本文>
==========
転職の面接では、転職を希望している理由について必ず質問されます。その主な理由と、答えるときのポイントを解説します。例文も紹介するので、自分の状況に当てはめながら、実際の質問にされたときにスムーズに答えられるようにしておきましょう。
企業が転職理由を聞くのはなぜ?
企業の採用担当者が、面接で転職理由を聞くのはなぜでしょうか?主な理由を知っておくことで、どんな回答をすればよい印象を与えられるのかが分かります。
自社との相性を見るため
面接官が転職理由を聞く最も大きな理由は、自社との相性を確認するためです。自社が求めている人物像にどれぐらい近いのか、価値観に相違はないかなど、採用後のミスマッチを防ぐために質問しています。
応募者が前の職場を退職した理由や、なぜ自社を転職先に希望しているのかを確認し、採用後に活躍してくれるかを判断しているのです。
たとえ転職したい理由が一般的に妥当なものであっても、自社の価値観に合わないと判断された場合、採用される可能性は低いでしょう。逆に自社の社風に合っており、長く活躍してくれる人物だと判断されれば、採用される可能性が高くなります。
同じ理由で退職しないか確認するため
採用後に前職と同じ理由で退職しないかを確認するために、転職の理由を聞いてくる場合もあります。
どのような企業でも、自社で優秀な人材に長く働いてもらうために採用活動を行っているため、頻繁に転職を繰り返す人物は採用のリスクが高いと考えるでしょう。
新卒採用とは違い、中途採用はいかなる理由があるにせよ、一度勤めていた企業を辞めた人(あるいはこれから辞める人)が主な対象です。
そのため、面接官は転職を繰り返す人物ではないか、自社でしっかりと働いてくれる人物かを確認したくなるのです。転職理由を確認し、採用のリスクが高いかどうかをチェックしています。
転職理由を答えるポイント
転職理由を回答する際のポイントを説明します。面接官が質問する理由を踏まえた上で、具体的な回答を考えてみましょう。
退職理由と志望動機をセットにする
現在の職場を退職する理由と、面接を受けている企業を志望する理由との間には、一貫性や整合性が必要です。現状の不満点を転職先の企業で解消できるという流れや、現職では実現が難しい事柄を転職先では実現できるというストーリーが求められます。
両者の間に矛盾があったり、筋が通っていなかったりした場合、面接官は疑念を持つことになるでしょう。その結果、印象が悪くなり不採用になってしまう可能性があります。
退職する理由と志望動機は必ずセットで考えるようにし、話に一貫性を持たせなければいけません。
理由はできるだけ具体的に
転職を決意した理由は、できるだけ具体的に語りましょう。
==========
提供された記録>
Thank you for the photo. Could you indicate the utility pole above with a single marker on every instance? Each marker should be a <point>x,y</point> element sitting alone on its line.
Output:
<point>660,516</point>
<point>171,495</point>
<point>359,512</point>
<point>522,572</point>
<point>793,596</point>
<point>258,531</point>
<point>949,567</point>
==========
設問 1> 本文のうち、「退職理由と志望動機をセットにする」から「を持たせなければいけません。」までを、両端の語句も含めて正確に書き写してください。
設問 2> 記録中の「utility pole」をすべて「street lamp」に置き換え、それ以外は一切変えずに記録全体を更新してください。
本文と記録は、それぞれ異なる出典に由来するものです。

解答 1>
退職理由と志望動機をセットにする
現在の職場を退職する理由と、面接を受けている企業を志望する理由との間には、一貫性や整合性が必要です。現状の不満点を転職先の企業で解消できるという流れや、現職では実現が難しい事柄を転職先では実現できるというストーリーが求められます。
両者の間に矛盾があったり、筋が通っていなかったりした場合、面接官は疑念を持つことになるでしょう。その結果、印象が悪くなり不採用になってしまう可能性があります。
退職する理由と志望動機は必ずセットで考えるようにし、話に一貫性を持たせなければいけません。

解答 2>
Thank you for the photo. Could you indicate the street lamp above with a single marker on every instance? Each marker should be a <point>x,y</point> element sitting alone on its line.
Output:
<point>660,516</point>
<point>171,495</point>
<point>359,512</point>
<point>522,572</point>
<point>793,596</point>
<point>258,531</point>
<point>949,567</point>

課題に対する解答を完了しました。